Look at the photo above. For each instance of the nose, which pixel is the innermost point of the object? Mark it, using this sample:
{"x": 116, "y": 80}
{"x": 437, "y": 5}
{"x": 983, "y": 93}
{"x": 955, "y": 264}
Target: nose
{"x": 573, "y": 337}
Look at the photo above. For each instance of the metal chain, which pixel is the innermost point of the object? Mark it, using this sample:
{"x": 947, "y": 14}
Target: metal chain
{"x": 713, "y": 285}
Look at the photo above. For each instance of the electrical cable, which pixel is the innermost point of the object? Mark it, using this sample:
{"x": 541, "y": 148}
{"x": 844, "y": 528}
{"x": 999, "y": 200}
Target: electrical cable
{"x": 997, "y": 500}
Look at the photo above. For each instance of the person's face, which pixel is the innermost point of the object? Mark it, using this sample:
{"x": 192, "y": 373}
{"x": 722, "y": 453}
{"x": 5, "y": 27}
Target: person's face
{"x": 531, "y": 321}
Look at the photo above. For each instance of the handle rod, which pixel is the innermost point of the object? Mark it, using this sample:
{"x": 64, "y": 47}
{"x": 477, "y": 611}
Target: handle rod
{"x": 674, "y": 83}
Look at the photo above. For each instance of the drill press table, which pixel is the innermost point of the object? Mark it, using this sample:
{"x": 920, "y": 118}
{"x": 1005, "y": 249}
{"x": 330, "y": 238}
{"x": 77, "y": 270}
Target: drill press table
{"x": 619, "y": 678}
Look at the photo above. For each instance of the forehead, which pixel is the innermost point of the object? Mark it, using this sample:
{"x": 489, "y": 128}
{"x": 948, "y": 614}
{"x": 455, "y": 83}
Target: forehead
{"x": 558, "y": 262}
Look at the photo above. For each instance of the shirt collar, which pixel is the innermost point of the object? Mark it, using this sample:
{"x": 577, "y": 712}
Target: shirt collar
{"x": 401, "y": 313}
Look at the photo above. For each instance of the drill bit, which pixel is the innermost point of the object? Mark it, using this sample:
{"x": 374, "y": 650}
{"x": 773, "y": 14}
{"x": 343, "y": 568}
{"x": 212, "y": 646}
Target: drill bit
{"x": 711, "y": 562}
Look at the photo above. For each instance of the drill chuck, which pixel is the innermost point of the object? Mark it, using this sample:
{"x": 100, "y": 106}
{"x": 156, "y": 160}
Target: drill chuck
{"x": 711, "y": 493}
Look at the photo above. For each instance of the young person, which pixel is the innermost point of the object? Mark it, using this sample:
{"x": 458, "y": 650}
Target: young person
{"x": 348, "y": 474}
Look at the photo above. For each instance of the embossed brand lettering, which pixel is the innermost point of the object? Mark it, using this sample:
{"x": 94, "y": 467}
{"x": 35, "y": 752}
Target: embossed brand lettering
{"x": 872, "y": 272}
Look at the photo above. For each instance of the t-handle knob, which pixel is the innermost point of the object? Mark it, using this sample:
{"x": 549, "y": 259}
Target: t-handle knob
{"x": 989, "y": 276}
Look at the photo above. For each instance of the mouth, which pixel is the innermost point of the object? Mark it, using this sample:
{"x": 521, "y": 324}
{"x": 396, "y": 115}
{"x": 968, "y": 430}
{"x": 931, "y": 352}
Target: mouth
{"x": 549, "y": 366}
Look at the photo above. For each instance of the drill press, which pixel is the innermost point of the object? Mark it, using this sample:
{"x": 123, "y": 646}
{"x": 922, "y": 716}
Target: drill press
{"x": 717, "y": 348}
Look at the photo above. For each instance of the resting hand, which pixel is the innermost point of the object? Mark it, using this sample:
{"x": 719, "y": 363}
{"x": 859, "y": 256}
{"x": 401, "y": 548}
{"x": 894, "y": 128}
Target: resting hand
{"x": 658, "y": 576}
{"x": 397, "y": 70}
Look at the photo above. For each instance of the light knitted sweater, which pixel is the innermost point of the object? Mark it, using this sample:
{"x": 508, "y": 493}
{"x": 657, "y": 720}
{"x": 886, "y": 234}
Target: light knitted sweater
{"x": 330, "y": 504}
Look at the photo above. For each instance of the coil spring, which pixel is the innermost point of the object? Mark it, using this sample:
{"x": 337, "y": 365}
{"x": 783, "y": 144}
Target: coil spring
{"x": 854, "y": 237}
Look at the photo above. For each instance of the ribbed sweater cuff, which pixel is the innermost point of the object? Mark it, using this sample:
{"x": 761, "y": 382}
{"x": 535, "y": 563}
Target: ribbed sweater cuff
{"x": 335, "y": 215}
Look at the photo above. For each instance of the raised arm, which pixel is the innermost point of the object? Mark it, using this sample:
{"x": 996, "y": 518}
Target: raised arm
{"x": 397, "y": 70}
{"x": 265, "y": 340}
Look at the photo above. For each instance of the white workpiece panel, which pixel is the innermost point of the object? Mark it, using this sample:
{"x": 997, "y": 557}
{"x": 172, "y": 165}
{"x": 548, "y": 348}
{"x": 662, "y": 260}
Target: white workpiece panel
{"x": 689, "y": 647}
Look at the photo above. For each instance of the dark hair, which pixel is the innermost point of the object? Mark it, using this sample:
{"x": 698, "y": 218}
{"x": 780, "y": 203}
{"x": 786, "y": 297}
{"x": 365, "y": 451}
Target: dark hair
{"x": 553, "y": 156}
--
• [Work instructions]: Restate the data above exactly, keeping each word as it stands.

• [Reply]:
Look at the photo above. For each instance of the nose, which pixel is the innermost point of the object? Mark it, using this sample:
{"x": 116, "y": 80}
{"x": 437, "y": 5}
{"x": 983, "y": 93}
{"x": 955, "y": 264}
Target: nose
{"x": 573, "y": 337}
Look at the photo above. For each instance of the metal chain, which pixel is the innermost point of the object? Mark it, using this sample:
{"x": 947, "y": 14}
Target: metal chain
{"x": 713, "y": 285}
Look at the photo above. For each instance of the electrical cable, which pixel is the innermost point of the object? Mark it, using this sample:
{"x": 541, "y": 148}
{"x": 844, "y": 528}
{"x": 999, "y": 200}
Target: electrical cable
{"x": 997, "y": 500}
Look at the photo above. For each instance of the person's face, which pixel is the innermost point of the object? Mark it, using this sample:
{"x": 192, "y": 373}
{"x": 722, "y": 453}
{"x": 5, "y": 27}
Target: person's face
{"x": 531, "y": 321}
Look at the photo above. For each instance of the handle rod, which pixel is the innermost point of the object? Mark it, using this sample:
{"x": 64, "y": 47}
{"x": 477, "y": 611}
Target: handle rod
{"x": 674, "y": 83}
Look at the photo above. For each instance of the drill press table, which pixel is the innermost point of the object? Mark it, using this sample:
{"x": 920, "y": 118}
{"x": 1005, "y": 249}
{"x": 330, "y": 238}
{"x": 77, "y": 270}
Target: drill press table
{"x": 619, "y": 678}
Look at the photo above. For each instance of the forehead, which pixel is the innermost point of the object? Mark it, using this sample:
{"x": 489, "y": 128}
{"x": 948, "y": 614}
{"x": 455, "y": 83}
Target: forehead
{"x": 558, "y": 262}
Look at the photo above. For each instance of the shirt collar, which pixel is the innermost point of the object? Mark it, using this sample:
{"x": 577, "y": 712}
Target: shirt collar
{"x": 401, "y": 313}
Look at the photo above. For each instance of the drill bit, which pixel is the innermost point of the object? Mark it, using this sample:
{"x": 374, "y": 650}
{"x": 773, "y": 14}
{"x": 343, "y": 568}
{"x": 212, "y": 646}
Target: drill bit
{"x": 711, "y": 562}
Look at the photo above. For each instance of the drill chuck, which pixel is the innermost point of the object? Mark it, using this sample:
{"x": 100, "y": 106}
{"x": 156, "y": 160}
Target: drill chuck
{"x": 711, "y": 493}
Look at the photo above. For each instance of the young person, which pixel is the innermost point of the object? Mark it, using this sample:
{"x": 458, "y": 650}
Target: young person
{"x": 348, "y": 474}
Look at the photo above. For each instance of the embossed brand lettering, which pixel is the innermost point of the object? Mark it, using this sample:
{"x": 94, "y": 467}
{"x": 35, "y": 752}
Target: embossed brand lettering
{"x": 872, "y": 272}
Look at the photo above. For each instance of the t-handle knob, which pixel is the innermost point of the object? Mark it, using this sample:
{"x": 549, "y": 259}
Target: t-handle knob
{"x": 989, "y": 276}
Look at the photo above. For each instance of the mouth, which pixel is the innermost point of the object? Mark it, using this sample:
{"x": 521, "y": 324}
{"x": 396, "y": 115}
{"x": 968, "y": 430}
{"x": 931, "y": 352}
Target: mouth
{"x": 549, "y": 366}
Look at the photo above. For each instance of the drill press, which pixel is the innermost point of the object? Mark it, using this sample:
{"x": 123, "y": 646}
{"x": 922, "y": 716}
Target: drill press
{"x": 717, "y": 348}
Look at the photo above. For each instance of the resting hand, which pixel is the innermost point of the object? Mark it, using this sample:
{"x": 719, "y": 363}
{"x": 859, "y": 256}
{"x": 401, "y": 548}
{"x": 894, "y": 128}
Target: resting hand
{"x": 658, "y": 576}
{"x": 397, "y": 70}
Look at the photo above. For each instance of the light knitted sweater, which pixel is the innermost point of the object? Mark it, using this sample:
{"x": 508, "y": 493}
{"x": 657, "y": 720}
{"x": 886, "y": 234}
Target: light knitted sweater
{"x": 330, "y": 504}
Look at the photo above. For each instance of the coil spring, which pixel is the innermost point of the object? Mark it, using this sample:
{"x": 337, "y": 365}
{"x": 783, "y": 144}
Target: coil spring
{"x": 854, "y": 237}
Look at the photo above. For each instance of the ribbed sweater cuff, which pixel is the innermost point of the object? Mark it, using this sample:
{"x": 761, "y": 382}
{"x": 535, "y": 563}
Target: ribbed sweater cuff
{"x": 335, "y": 215}
Look at the photo above. For each instance of the raised arm, which pixel is the innermost point of the object? Mark it, using this sample:
{"x": 996, "y": 518}
Target: raised arm
{"x": 397, "y": 70}
{"x": 265, "y": 340}
Look at the photo above. For each instance of the white workpiece panel, which pixel is the innermost point of the object? Mark it, using this sample:
{"x": 997, "y": 557}
{"x": 172, "y": 165}
{"x": 548, "y": 348}
{"x": 662, "y": 260}
Target: white workpiece panel
{"x": 689, "y": 647}
Look at the photo above. For each instance of the dark hair, which pixel is the innermost point of the object? Mark it, using this sample:
{"x": 698, "y": 218}
{"x": 780, "y": 203}
{"x": 786, "y": 297}
{"x": 365, "y": 451}
Target: dark hair
{"x": 553, "y": 156}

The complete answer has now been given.